==== PASSAGE PROVIDED

These days if you would like to learn about machine learning, there are abundant great resources on the web discussing model architectures and how to code and train them. Materials about inference, though, are generally much harder to find, especially for edge and mobile. You might ask, inference is just the forward pass of training, so how hard can it be? Actually, it faces lots of unique challenges, to the extent that we are basically solving completely different major problems. I have been working on inference at the edge for a while, so let me capture them in this blog post, by contrasting training and inference in the cloud.
Training, especially if depending on gradient descent and back propagation, is by nature highly iterative. The core to the algorithm is two loops; they iterate over epochs and batches, and perform forward loss calculation and backward loss distribution. This structure and the need to update parameters after each iteration really stresses system utilization, as it means full of control flows and synchronization, both are bad for any sort of chips1.
Fortunately, today for ML we are typically performing deep learning with neural networks, which require a large amount of data to fit, so batching can help to improve chip utilization. Still, the algorithm nature together with the increasing needs to handle millions or billions of parameters from enormous models means training is more and more a datacenter endeavor involving machine clusters with plentiful GPUs or dedicated AI accelerators.2
At this scale, we are really discussing distributed systems and should use the mindset and tools there. Although, the unique nature of deep learning and its training algorithm do introduce new dimensions for consideration: we need to balance between training speed and model accuracy; we can tolerate the parameter/gradient inconsistency between different workers; we need to make sure the generality of the model, and so on. So we trade off among data or model parallelism, AllReduce or parameter server, synchronous or asynchronous update, and such.

========

_EXERCISE TASKS:_
(a) In the blog post contrasting training and inference, which pairs of options does the writer say are traded off when training at datacenter scale? List each pair.
(b) Carry the blog post on training versus inference forward from its final sentence.

==== DATASET EXTRACT

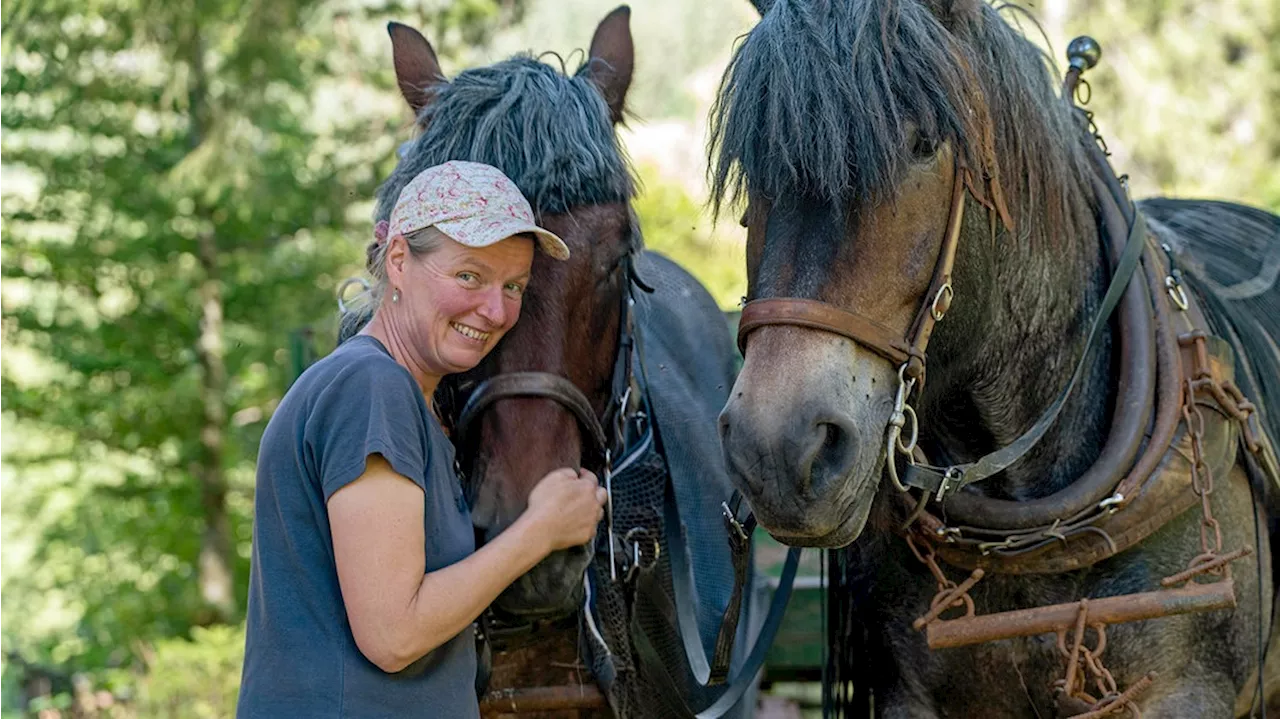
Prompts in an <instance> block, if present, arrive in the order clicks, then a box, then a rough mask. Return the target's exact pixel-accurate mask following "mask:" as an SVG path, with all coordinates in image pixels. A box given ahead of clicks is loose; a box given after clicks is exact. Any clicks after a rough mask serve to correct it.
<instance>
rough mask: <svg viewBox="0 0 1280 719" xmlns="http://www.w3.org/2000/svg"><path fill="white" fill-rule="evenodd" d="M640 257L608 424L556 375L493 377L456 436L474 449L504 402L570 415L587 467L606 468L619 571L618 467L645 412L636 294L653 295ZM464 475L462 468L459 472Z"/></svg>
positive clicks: (463, 405) (633, 268)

========

_ANSWERS TO THE TASKS:_
(a)
- Data parallelism or model parallelism
- AllReduce or parameter server
- Synchronous update or asynchronous update

(b)
Inference just performs the forward calculation on one or a few data points. It’s much less data and compute intensive than training, so it can run either in the cloud or on some edge devices. These two deployment scenarios have quite different characteristics to affect trade-offs again.
Inference in the cloud allows aggregating requests from everywhere. This gives it similar characteristics like training. We can sustain high GPU or AI accelerator utilization with a single task via batching. As long as there are enough requests, the inference task can be the only computation happening on a chip and acquire all of its resources yet still maintain high utilization.
Under such circumstances, effectively we are mostly GPU or accelerator bound. This is where it makes more economic sense to develop all sorts of customized chips to accelerate a specific task because that’s really the bottleneck. More FLOPS helps throughput a lot.
However, due to latency and security concerns, inference at the edge is more compelling. Inference at the edge is a quite different problem.
Mobile Inference Challenges
Fundamentally, edge devices, with mobile phones as a prominent example, have an environment that we don’t control. Unlike in the cloud, where we can feel free to choose whatever stack for building a solution and iterate on it in whatever manner, we can pretty much only take what’s in a mobile phone’s stack just as it is. Changes may be requested and made, but it’s a lengthy procedure and at the mercy of many parties in the mobile phone vendor chain. Let’s look at the various challenges we face in mobile inference.
Resource constrained environment
Mobile phones are very much resource constrained. They are powered by batteries and have much less powerful CPUs/GPUs than the cloud. What’s more, these limited resources are to support a host of apps running simultaneously. So we are fighting with:
- App and task multi-tenancy. All the running apps and tasks compete for the limited resource. Foreground iterative tasks have priority in order to maintain the smoothness of the whole system.
- Power consumption and heat dissipation. The form factor of the mobile phone determines that there is a limit on total battery power. An app or task cannot freely draw as much power as we want. We also cannot push the phone to extremes (like, beyond 4 Watt) for a long time because that will hit the phone’s ability to dissipate heat and then we will see throttling.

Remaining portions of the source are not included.